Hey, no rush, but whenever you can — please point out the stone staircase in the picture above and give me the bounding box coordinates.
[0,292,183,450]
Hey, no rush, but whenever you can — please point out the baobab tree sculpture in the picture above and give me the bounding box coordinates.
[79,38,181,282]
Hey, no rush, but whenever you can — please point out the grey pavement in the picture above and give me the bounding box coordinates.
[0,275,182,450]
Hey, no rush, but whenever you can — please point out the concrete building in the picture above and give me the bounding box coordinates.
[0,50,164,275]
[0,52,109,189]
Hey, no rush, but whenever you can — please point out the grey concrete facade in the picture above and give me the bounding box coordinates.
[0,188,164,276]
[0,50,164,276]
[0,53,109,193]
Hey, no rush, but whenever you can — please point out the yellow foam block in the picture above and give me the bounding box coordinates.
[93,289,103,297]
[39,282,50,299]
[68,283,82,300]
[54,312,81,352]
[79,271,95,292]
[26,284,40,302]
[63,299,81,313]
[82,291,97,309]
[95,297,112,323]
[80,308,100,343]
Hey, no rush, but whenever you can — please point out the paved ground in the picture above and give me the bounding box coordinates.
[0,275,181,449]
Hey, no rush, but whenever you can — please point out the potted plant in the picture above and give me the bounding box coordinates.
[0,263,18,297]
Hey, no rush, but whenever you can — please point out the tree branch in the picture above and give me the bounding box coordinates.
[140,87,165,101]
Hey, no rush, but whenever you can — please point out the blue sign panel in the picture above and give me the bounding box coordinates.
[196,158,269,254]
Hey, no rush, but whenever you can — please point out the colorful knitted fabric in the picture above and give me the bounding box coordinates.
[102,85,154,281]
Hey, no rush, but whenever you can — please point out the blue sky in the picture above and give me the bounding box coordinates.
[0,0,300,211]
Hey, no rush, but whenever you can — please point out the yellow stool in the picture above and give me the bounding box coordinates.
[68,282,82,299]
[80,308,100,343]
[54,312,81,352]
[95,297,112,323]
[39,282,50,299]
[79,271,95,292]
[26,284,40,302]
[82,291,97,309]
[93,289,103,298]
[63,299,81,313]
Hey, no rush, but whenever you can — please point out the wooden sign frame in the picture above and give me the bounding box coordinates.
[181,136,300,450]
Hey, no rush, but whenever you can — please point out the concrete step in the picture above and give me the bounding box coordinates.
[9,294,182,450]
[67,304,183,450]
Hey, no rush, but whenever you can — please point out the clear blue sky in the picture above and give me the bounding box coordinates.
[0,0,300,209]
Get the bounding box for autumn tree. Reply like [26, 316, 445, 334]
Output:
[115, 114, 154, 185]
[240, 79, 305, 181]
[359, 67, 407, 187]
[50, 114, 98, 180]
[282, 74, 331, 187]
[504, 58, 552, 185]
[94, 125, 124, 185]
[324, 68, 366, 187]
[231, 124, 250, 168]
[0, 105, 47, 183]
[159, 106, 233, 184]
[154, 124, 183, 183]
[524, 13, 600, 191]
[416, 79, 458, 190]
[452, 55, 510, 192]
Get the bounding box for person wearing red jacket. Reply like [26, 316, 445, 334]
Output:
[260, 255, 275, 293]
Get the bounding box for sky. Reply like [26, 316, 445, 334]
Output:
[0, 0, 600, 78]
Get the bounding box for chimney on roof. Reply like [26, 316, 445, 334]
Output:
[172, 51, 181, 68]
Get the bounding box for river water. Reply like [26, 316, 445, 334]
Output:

----

INSTRUCTIONS TO FOLLOW →
Update all of the records above by changing each "bounding box" to "enclosing box", and leave every other word, mark, and line exactly as it stands.

ANSWER BELOW →
Hey, no rush, but whenever you can — please point out the stone staircase in the picture above and give me the enclosing box coordinates.
[0,292,183,450]
Hey, no rush, but whenever you can — please point out the baobab tree sculpture in the picture above and give me the enclosing box coordinates.
[79,38,181,282]
Hey, no rush, but whenever you can — please point out the grey pavement in the picture above and give me the enclosing box coordinates.
[0,275,182,450]
Hey, no rush, but whenever you can — please point out the concrete building in the picture above and give me the enclosing box coordinates.
[0,50,164,275]
[0,52,109,189]
Hey, no rush, but whenever you can — please point out the grey concrete facade in the picture above and give me the enclosing box coordinates.
[0,188,164,276]
[0,50,164,276]
[0,53,109,193]
Hey, no rush, but whenever you can — please point out the yellow foam block in the picture above and give me the enclosing box coordinates.
[93,289,103,297]
[39,282,50,299]
[68,283,82,300]
[54,312,81,352]
[79,271,95,292]
[26,284,40,302]
[63,299,81,313]
[82,291,97,309]
[95,297,112,323]
[80,308,100,343]
Hey, no rush, but whenever you can — please point out the paved ground in the picture above and give me the enclosing box coordinates.
[0,275,181,449]
Hey, no rush, but whenever you can — please point out the potted plant in the picture above and give me the enclosing box coordinates.
[0,263,18,297]
Hey, no rush, but whenever you can — please point out the tree branch in the picture above and give me the enclosing box coordinates.
[140,87,165,101]
Hey, no rush, but whenever you can — please point out the blue sign panel in the picture above and give me the enclosing box coordinates.
[196,158,269,254]
Hey, no rush, but whenever you can — please point out the colorful knitted fabric in the picture above and give me the enclosing box coordinates.
[102,85,154,281]
Hey, no rush, but whenever you can — please point out the blue sky in the picture above and give me the enclosing box coordinates.
[0,0,300,211]
Hey, no rush, but whenever you can — please point out the yellow stool in the picture above and give me the enclosing box coordinates.
[68,282,82,299]
[80,308,100,343]
[54,312,81,352]
[95,297,112,323]
[39,282,50,299]
[79,271,95,292]
[26,284,40,302]
[82,291,97,309]
[93,289,103,298]
[63,299,81,313]
Hey, no rush, but whenever you can — please point out the wooden sign frame in the picture above and give me the enclosing box coordinates.
[181,136,300,450]
Hey, no rush, but whenever you can — please point out the concrete step in the picture above and give me the enclosing box coordinates.
[9,294,182,450]
[67,304,183,450]
Hey, no rush, but whenever you can — please point out the clear blue sky in the picture above and give me the enclosing box coordinates.
[0,0,300,209]
Get the enclosing box for autumn tree. Reply like [26, 316, 445, 334]
Output:
[115, 114, 154, 185]
[240, 79, 305, 181]
[359, 67, 407, 187]
[50, 114, 98, 180]
[282, 74, 331, 187]
[504, 58, 552, 185]
[94, 125, 124, 185]
[324, 68, 366, 187]
[231, 124, 250, 168]
[0, 105, 47, 183]
[159, 106, 233, 184]
[154, 124, 183, 183]
[524, 13, 600, 191]
[416, 79, 458, 190]
[452, 55, 510, 192]
Get the enclosing box for person wearing red jacket. Reply like [26, 316, 445, 334]
Output:
[260, 255, 275, 293]
Get the enclosing box for sky. Reply like [26, 316, 445, 334]
Output:
[0, 0, 600, 78]
Get the enclosing box for chimney on roof. Reply like [26, 316, 445, 334]
Output:
[172, 51, 181, 68]
Get the enclosing box for river water. Reply like [26, 316, 445, 334]
Output:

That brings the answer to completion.